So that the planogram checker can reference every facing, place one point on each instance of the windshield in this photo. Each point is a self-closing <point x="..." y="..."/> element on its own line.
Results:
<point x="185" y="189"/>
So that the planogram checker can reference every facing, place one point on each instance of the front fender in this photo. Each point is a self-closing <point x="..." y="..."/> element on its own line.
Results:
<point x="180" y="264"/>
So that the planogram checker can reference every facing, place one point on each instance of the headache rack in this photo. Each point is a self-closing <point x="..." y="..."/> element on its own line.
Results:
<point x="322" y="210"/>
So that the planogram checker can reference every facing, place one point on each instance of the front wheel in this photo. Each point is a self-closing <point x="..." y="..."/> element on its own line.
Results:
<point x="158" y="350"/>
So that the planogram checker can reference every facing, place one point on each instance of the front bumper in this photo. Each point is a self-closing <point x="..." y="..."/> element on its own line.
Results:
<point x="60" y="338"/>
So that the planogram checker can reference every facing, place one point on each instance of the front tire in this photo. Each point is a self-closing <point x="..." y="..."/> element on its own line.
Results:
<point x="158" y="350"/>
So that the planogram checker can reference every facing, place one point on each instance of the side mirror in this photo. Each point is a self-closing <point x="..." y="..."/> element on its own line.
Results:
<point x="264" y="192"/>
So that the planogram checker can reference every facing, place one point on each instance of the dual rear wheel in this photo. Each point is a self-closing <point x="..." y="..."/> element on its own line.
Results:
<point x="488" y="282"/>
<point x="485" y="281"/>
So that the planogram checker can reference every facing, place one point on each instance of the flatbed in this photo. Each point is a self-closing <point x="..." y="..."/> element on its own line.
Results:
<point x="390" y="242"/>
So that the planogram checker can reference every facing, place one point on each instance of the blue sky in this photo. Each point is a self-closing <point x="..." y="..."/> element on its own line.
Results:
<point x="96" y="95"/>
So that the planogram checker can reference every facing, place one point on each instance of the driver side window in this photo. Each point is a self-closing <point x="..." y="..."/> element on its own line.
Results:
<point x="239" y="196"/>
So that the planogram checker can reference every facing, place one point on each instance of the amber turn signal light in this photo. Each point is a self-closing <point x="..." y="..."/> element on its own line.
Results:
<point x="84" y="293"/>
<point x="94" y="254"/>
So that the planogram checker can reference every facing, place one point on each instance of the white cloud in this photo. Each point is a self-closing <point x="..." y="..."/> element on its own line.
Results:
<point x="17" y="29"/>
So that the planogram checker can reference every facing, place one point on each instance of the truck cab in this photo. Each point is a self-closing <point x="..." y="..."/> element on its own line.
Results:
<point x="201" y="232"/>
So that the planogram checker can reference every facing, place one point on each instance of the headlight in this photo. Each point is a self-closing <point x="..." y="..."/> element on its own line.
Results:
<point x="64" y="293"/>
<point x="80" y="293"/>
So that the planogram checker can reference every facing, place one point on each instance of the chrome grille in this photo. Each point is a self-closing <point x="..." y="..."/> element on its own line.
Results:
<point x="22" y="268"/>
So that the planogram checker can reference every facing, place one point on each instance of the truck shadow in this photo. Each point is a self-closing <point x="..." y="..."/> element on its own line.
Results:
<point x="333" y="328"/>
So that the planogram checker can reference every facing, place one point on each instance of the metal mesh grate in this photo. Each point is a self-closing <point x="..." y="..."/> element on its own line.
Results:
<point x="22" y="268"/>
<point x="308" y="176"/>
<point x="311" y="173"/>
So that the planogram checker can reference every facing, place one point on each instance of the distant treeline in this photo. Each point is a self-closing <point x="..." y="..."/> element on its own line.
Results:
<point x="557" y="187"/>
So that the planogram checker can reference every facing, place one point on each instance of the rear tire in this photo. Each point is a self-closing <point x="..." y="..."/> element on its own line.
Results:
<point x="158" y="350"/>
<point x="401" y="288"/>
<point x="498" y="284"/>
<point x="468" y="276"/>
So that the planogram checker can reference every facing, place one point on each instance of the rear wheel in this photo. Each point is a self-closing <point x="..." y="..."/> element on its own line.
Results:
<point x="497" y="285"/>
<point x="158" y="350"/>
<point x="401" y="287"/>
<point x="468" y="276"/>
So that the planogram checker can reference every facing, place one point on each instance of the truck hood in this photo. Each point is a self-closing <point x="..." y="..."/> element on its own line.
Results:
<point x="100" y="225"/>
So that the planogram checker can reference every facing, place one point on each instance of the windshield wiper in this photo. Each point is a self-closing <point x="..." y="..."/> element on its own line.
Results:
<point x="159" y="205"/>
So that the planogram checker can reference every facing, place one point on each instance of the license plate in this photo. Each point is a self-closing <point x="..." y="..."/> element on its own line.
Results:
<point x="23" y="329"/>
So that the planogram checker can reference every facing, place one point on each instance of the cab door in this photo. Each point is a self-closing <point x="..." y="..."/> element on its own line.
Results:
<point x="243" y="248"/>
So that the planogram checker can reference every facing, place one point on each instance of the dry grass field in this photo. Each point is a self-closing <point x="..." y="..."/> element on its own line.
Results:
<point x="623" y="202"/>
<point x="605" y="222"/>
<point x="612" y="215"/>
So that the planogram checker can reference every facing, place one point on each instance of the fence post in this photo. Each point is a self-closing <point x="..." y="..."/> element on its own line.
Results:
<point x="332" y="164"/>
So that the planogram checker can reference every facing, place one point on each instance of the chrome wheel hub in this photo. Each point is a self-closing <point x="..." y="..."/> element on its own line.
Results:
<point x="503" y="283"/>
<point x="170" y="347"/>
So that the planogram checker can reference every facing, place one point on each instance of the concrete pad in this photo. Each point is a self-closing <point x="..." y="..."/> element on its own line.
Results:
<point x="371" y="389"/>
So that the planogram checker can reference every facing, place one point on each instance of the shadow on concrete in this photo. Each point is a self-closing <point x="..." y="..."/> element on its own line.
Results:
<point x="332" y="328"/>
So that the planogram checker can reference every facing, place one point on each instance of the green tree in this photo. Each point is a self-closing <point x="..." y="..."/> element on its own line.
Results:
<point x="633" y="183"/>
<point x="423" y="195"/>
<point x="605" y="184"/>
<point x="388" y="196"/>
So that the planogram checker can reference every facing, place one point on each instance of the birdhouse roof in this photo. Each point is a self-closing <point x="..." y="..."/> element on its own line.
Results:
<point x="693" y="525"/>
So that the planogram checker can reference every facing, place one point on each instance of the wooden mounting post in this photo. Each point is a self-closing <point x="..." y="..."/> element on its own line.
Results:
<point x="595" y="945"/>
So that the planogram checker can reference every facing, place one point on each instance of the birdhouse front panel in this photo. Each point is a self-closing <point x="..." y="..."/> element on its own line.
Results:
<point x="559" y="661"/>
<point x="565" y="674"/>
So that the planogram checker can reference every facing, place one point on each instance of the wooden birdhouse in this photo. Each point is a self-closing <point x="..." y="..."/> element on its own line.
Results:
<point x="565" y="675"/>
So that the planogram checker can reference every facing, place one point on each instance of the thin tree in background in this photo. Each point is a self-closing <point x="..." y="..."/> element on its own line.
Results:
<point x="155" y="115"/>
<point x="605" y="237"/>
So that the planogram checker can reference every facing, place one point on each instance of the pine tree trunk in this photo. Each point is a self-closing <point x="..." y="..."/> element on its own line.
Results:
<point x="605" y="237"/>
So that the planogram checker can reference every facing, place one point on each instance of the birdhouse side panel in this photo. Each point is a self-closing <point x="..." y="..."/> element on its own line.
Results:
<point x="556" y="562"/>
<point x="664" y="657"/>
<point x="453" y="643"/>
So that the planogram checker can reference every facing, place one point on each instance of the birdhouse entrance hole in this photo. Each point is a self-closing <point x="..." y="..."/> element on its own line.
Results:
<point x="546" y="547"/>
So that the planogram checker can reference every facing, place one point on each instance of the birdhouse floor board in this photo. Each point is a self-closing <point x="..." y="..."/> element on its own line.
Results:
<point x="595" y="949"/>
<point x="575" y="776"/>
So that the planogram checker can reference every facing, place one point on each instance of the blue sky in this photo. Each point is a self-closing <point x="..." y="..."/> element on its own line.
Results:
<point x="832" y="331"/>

#####

* [The problem]:
Every line from the one containing "the birdhouse floor" through the last line must be copied exactly; leave out the rest.

* [Solution to this exercise]:
So that the planogram checker can reference every facing, place one point on each instance of the birdhouse floor board in this photo. Each point is a self-closing <point x="..." y="..."/> element on its own line.
Results:
<point x="595" y="949"/>
<point x="575" y="776"/>
So that the planogram checker can reference every facing, place one point on each instance of the blue sky in this photo. Each point is a self-closing <point x="..." y="..."/> element on its own line.
Results:
<point x="832" y="331"/>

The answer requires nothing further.